• Page text:
Whether you are an artist seeking advice on making your passion profitable or a traditional thought leader this conversation has useful advice you can put into action.

Three Key Takeaways:

  • Cheaper is not always easier to sell. Regardless of price you audience has to understand how what you are offering will benefit them.
  • Friends, family, and co-workers will be happy to share your works, but you can make it easy for them and increase the odds of them sharing by writing a blurb for them.
  • Book reviews are an important part of a launch strategy. They create social validation for those who are not familiar with your work.

If you need a strategy to bring your thought leadership to market, Thought Leadership Leverage can assist you! Contact us for more information. In addition, we can help you implement marketing, research, and sales. Let us help you so you can devote yourself to what you do best.



Peter Winick And welcome, welcome, welcome. This is Peter Winnick. I’m the founder and CEO at Thought Leadership Leverage and you’re joining us on the podcast today, which is leveraging thought leadership today. My guest is Miriam Schulman. And this is going to be interesting because Miriam is an artist. She’s got an online class. She’s helped a lot of artists get their work out into the universe. And now she is a published author of a book called Artpreneur. Did I pronounce that right?

Miriam Schulman Yeah.

Peter Winick Did I get there? Okay.

Miriam Schulman Good job. Yeah.

Peter Winick I practiced.

Miriam Schulman Not everybody does. Sometimes they’re doing like they’re throwing in an extra T. Archer. I was like, No.

Peter Winick No, Archer. Yeah, right. So what artpreneur is, is basically teaching, and I’ll give it to you to describe better than I would your, you know, artists and those how to actually do the business side of it because great art, you know, without, without being sold is you know not a good thing is that did I get that.

Miriam Schulman Yeah you know at the heart I get I get asked a lot of questions like, Miriam, you didn’t talk about talent in this book. I like, Well, man, I mean, mindset and marketing are going to trump talent every time and everything. Every single industry, whether you’re a published author, whether you’re a coach, whether whatever you are.

• Data:

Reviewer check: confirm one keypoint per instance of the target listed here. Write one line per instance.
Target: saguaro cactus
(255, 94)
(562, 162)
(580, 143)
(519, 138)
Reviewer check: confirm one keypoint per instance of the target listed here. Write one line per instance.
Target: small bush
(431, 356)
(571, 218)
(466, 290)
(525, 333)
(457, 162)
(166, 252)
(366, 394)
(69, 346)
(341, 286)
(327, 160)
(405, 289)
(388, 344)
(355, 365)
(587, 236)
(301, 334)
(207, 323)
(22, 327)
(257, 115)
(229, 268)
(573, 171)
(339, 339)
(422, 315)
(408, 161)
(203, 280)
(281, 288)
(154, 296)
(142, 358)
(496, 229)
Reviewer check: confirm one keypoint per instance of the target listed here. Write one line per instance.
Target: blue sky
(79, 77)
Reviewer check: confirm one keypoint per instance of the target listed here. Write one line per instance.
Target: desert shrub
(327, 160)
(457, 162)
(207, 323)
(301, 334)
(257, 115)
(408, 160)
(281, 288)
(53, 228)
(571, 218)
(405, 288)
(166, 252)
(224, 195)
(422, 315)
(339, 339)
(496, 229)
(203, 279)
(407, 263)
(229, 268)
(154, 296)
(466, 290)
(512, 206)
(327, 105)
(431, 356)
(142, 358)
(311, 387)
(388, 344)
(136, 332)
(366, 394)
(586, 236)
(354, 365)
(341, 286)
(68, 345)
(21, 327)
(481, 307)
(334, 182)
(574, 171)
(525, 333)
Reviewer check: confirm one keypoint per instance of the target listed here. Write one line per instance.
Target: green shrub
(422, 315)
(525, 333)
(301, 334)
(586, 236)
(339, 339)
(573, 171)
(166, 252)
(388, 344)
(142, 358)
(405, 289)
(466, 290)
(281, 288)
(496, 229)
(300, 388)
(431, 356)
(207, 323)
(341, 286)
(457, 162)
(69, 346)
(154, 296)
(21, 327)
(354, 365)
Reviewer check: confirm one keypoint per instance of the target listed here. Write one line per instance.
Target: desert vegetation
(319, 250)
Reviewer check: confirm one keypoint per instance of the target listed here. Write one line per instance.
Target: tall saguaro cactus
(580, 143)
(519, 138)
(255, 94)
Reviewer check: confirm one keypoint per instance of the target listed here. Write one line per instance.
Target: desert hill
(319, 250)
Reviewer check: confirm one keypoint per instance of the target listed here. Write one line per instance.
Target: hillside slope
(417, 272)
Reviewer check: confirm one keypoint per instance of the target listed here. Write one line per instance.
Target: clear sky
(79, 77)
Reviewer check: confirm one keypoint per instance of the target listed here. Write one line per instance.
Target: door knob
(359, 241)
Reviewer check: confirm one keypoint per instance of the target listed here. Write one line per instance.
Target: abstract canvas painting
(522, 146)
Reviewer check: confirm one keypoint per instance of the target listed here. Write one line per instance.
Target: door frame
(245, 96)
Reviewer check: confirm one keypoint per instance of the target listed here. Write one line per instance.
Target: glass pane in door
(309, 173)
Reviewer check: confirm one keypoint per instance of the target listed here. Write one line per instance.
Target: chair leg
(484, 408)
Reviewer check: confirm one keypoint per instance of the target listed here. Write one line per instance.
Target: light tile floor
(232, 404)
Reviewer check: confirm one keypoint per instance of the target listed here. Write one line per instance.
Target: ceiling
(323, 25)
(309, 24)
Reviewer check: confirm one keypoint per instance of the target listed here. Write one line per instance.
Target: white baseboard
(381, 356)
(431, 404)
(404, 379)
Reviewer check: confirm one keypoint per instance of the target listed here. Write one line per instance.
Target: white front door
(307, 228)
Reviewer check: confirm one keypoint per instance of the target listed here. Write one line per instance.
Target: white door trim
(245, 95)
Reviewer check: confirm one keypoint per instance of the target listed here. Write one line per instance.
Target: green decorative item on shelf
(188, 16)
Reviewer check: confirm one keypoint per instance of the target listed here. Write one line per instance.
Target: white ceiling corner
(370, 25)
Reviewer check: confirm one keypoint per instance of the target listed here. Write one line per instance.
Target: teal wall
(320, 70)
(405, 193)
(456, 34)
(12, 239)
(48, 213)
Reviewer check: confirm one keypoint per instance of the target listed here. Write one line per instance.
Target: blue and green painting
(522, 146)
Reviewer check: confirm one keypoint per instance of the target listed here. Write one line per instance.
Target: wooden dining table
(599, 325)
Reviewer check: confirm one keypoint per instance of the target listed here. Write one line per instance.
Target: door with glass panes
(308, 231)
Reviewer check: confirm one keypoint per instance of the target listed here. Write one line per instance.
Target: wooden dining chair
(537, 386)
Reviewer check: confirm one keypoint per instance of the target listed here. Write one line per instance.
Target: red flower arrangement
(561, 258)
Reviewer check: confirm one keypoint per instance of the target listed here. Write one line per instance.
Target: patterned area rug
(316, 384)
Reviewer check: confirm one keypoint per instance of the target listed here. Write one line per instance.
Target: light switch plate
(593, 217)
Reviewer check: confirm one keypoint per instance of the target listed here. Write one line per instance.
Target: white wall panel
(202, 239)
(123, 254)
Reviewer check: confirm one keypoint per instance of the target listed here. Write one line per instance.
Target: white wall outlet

• Exercise instructions:
(a) From the podcast page, please reproduce the part that opens with the words containing "Peter Winick Did" and closes with "I get that.".
(b) Name each group of people the podcast page says will be happy to share your works.

• Solution set:
(a)
Peter Winick Did I get there? Okay.

Miriam Schulman Good job. Yeah.

Peter Winick I practiced.

Miriam Schulman Not everybody does. Sometimes they’re doing like they’re throwing in an extra T. Archer. I was like, No.

Peter Winick No, Archer. Yeah, right. So what artpreneur is, is basically teaching, and I’ll give it to you to describe better than I would your, you know, artists and those how to actually do the business side of it because great art, you know, without, without being sold is you know not a good thing is that did I get that.

(b) Friends, family, and co-workers